:: What you need to do ::
Set the data down once more, in full and exactly.

:: Material for this exercise ::
+===+

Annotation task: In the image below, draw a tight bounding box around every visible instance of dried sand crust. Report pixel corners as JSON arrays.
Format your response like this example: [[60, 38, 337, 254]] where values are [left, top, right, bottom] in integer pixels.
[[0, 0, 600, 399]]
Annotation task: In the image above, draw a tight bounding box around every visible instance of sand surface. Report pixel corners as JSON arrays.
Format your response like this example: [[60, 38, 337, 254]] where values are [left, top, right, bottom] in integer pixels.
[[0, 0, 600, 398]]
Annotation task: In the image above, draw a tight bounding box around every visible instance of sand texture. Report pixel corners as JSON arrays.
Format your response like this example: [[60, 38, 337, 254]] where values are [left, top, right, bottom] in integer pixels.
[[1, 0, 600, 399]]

+===+

:: Written response ::
Annotation task: In the image below, draw a tight bounding box around every visible instance of dried sand crust. Report pixel corners as JSON arrays.
Format your response like this example: [[60, 38, 337, 254]] where values are [left, top, right, bottom] in integer pixels.
[[0, 0, 600, 399]]
Annotation task: In the image above, draw a tight bounding box around every visible instance of sand surface. Report pixel corners as JSON arrays.
Format your response like this example: [[60, 38, 337, 254]] where values are [left, top, right, bottom] in integer pixels.
[[0, 0, 600, 398]]
Annotation task: In the image above, draw a tight bounding box around every visible instance of sand texture. Report pixel corners as JSON arrays.
Format your response like this example: [[60, 38, 337, 254]] where values are [left, top, right, bottom] in integer pixels.
[[1, 0, 600, 399]]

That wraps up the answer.